Repeat word for word, please, only the lines from the one that includes "Query: fallen petal" through the final line of the data.

· · · · · · ·

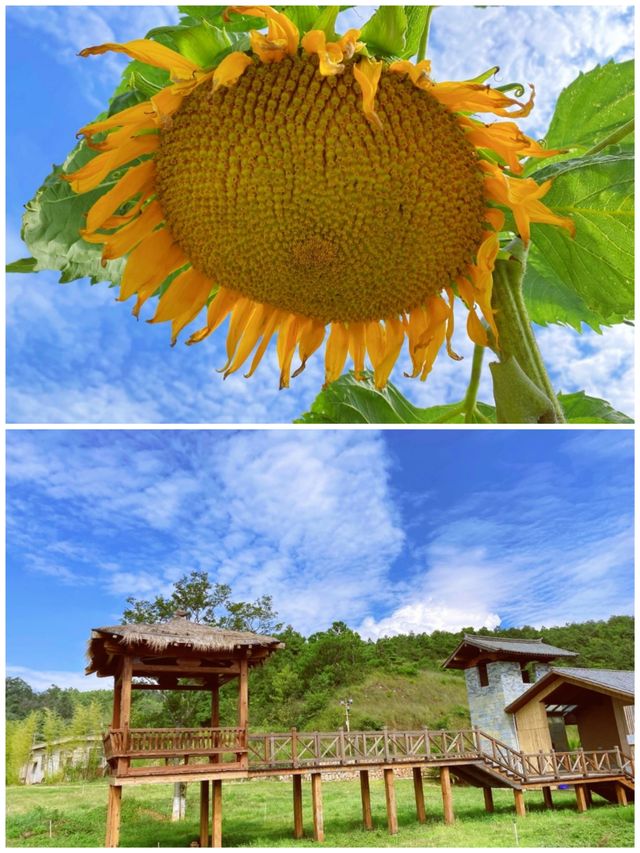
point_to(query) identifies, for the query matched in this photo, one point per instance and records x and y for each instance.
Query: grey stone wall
(487, 704)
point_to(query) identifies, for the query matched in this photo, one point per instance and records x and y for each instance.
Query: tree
(209, 604)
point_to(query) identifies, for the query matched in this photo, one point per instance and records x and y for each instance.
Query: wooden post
(365, 795)
(390, 797)
(216, 813)
(447, 799)
(621, 794)
(298, 824)
(488, 800)
(419, 792)
(113, 816)
(243, 708)
(204, 814)
(316, 804)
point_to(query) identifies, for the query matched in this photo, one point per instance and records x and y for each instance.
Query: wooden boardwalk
(212, 755)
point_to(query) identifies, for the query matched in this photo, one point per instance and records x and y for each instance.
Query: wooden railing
(232, 747)
(174, 743)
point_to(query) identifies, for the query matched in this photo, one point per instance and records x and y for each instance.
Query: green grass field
(259, 814)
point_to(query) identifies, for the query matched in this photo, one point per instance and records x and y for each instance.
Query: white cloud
(42, 679)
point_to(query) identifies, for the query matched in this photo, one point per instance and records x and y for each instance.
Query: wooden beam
(447, 799)
(316, 805)
(113, 816)
(365, 795)
(419, 792)
(390, 797)
(488, 800)
(216, 813)
(204, 814)
(621, 794)
(298, 822)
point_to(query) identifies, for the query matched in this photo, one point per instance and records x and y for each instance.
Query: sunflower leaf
(53, 219)
(596, 266)
(304, 17)
(385, 32)
(326, 21)
(416, 21)
(593, 106)
(349, 401)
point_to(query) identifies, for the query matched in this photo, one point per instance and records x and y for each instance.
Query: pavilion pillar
(365, 796)
(113, 816)
(215, 758)
(419, 793)
(581, 799)
(621, 794)
(488, 800)
(316, 805)
(216, 813)
(124, 721)
(204, 814)
(243, 710)
(390, 797)
(298, 822)
(447, 798)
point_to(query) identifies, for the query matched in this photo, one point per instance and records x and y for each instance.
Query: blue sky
(390, 531)
(74, 355)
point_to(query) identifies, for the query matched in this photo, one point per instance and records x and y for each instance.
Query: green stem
(516, 338)
(424, 38)
(614, 137)
(470, 397)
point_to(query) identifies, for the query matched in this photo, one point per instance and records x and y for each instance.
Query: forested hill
(395, 681)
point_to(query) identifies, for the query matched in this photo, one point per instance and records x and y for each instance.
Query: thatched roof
(175, 636)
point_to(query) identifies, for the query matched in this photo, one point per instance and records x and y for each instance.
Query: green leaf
(53, 219)
(349, 401)
(23, 265)
(384, 33)
(326, 21)
(550, 300)
(416, 21)
(593, 106)
(581, 409)
(597, 266)
(304, 17)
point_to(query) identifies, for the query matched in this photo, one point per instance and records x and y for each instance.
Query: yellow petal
(231, 69)
(367, 72)
(220, 306)
(336, 352)
(152, 53)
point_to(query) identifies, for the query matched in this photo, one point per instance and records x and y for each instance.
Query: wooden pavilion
(185, 656)
(182, 655)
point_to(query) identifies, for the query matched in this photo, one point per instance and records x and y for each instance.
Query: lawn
(259, 814)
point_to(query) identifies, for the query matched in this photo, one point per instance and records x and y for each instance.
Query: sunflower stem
(424, 38)
(614, 137)
(517, 341)
(469, 402)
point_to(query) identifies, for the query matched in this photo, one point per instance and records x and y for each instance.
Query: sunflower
(306, 190)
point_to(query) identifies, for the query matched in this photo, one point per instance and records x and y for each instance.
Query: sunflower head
(304, 190)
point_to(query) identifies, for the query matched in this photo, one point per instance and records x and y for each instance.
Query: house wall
(487, 704)
(598, 726)
(533, 728)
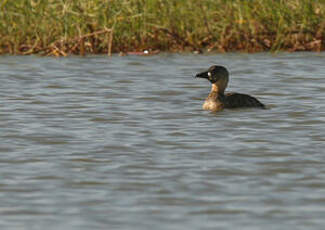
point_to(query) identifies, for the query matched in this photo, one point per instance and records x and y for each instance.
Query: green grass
(62, 27)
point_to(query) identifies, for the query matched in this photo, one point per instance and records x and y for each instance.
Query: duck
(217, 99)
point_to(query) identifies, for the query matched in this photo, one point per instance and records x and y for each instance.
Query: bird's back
(238, 100)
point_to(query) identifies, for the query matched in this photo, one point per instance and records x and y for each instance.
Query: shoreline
(51, 28)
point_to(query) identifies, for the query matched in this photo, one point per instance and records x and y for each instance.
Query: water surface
(123, 143)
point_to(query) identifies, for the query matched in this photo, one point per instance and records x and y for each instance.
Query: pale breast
(212, 105)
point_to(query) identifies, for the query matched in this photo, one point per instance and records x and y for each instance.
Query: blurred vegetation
(63, 27)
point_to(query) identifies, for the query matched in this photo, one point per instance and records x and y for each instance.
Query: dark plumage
(217, 99)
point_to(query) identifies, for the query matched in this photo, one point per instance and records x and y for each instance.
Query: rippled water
(123, 143)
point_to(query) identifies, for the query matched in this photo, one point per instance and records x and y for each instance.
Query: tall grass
(62, 27)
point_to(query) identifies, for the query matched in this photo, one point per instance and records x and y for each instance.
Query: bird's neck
(216, 89)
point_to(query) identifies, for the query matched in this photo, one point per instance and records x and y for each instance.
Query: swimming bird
(217, 99)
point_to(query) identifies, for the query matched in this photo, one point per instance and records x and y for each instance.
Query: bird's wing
(236, 100)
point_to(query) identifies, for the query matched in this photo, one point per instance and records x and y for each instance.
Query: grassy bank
(62, 27)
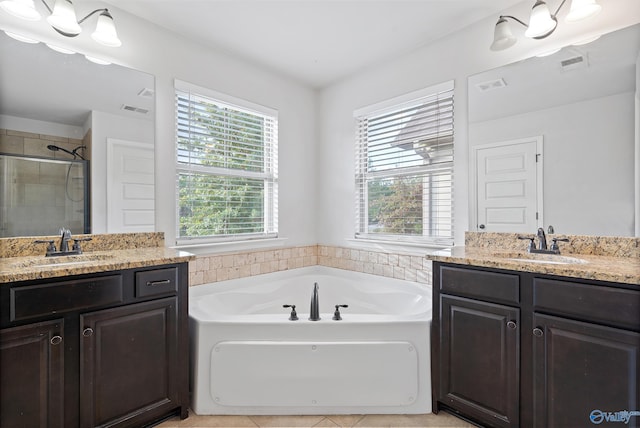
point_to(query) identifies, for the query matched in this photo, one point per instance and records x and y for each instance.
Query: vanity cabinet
(100, 350)
(521, 349)
(32, 375)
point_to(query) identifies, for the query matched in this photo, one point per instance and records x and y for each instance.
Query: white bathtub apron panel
(282, 373)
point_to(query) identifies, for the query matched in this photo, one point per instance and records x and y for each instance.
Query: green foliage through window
(226, 169)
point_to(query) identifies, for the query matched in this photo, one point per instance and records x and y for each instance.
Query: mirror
(52, 99)
(582, 101)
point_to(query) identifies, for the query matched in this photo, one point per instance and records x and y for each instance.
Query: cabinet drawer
(497, 287)
(38, 300)
(608, 305)
(157, 281)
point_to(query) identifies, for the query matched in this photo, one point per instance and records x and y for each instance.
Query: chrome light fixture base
(63, 20)
(542, 23)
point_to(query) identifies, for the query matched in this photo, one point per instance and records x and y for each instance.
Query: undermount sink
(64, 260)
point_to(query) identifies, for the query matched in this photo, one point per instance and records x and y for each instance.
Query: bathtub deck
(430, 420)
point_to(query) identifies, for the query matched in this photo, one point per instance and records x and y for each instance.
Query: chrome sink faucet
(542, 239)
(314, 313)
(542, 243)
(65, 237)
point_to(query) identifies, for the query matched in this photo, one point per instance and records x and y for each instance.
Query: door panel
(130, 187)
(508, 187)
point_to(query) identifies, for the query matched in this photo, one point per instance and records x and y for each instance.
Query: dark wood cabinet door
(479, 356)
(32, 376)
(128, 361)
(583, 372)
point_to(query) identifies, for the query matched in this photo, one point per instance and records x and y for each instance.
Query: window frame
(363, 175)
(269, 175)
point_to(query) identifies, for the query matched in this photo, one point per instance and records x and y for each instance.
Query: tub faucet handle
(294, 314)
(336, 314)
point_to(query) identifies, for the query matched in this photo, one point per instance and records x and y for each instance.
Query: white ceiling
(317, 42)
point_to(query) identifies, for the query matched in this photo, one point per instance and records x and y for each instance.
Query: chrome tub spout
(314, 313)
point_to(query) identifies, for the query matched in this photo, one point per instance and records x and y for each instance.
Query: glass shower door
(38, 196)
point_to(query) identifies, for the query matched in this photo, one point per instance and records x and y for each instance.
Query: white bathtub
(247, 357)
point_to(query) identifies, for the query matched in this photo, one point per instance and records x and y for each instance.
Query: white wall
(154, 50)
(455, 56)
(40, 127)
(316, 129)
(578, 199)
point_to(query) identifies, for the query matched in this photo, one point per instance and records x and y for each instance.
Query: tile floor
(430, 420)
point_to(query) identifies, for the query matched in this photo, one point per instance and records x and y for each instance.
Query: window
(227, 166)
(404, 168)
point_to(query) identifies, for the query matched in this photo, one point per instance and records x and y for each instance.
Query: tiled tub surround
(221, 267)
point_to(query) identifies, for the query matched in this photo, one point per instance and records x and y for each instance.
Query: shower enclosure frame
(86, 188)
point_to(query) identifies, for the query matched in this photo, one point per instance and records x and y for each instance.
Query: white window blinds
(404, 168)
(227, 166)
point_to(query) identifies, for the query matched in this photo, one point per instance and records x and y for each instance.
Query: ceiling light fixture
(63, 19)
(541, 22)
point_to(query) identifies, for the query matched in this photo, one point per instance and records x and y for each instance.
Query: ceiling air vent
(573, 63)
(134, 109)
(146, 93)
(491, 85)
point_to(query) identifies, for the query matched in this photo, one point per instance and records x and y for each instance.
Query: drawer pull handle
(162, 282)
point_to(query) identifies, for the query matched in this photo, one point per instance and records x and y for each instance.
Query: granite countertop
(21, 260)
(14, 269)
(598, 267)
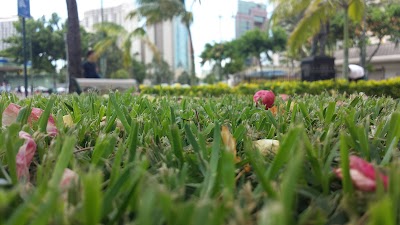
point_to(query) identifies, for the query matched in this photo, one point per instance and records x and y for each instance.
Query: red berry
(264, 97)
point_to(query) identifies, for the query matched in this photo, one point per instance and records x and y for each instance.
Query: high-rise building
(7, 30)
(250, 15)
(172, 41)
(116, 14)
(170, 37)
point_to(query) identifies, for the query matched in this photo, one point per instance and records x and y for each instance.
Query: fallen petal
(367, 169)
(51, 125)
(363, 174)
(25, 155)
(10, 114)
(69, 178)
(68, 121)
(360, 181)
(267, 146)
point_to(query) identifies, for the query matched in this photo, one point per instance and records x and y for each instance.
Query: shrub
(390, 87)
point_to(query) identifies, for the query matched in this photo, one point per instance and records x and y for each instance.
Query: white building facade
(170, 37)
(7, 30)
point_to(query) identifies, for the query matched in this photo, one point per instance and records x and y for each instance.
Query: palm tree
(157, 11)
(74, 45)
(317, 12)
(117, 35)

· · · · · · ·

-- RESPONSE AREA --
Query: fallen petal
(367, 169)
(51, 125)
(363, 174)
(25, 155)
(10, 114)
(69, 178)
(68, 121)
(360, 181)
(267, 146)
point_to(query) identifies, for the query matched in this photo, one point per instance and records x and y for each instance.
Query: shrub
(390, 87)
point_to(query) identifies, for the query matched in this photo, one point per instance and records x and y for each instance.
Query: white building facade
(170, 37)
(7, 30)
point_to(query) identifies, for the query matched in this photo, one point per instance and records x and y for each instance.
Query: palm tree
(157, 11)
(74, 45)
(317, 12)
(117, 35)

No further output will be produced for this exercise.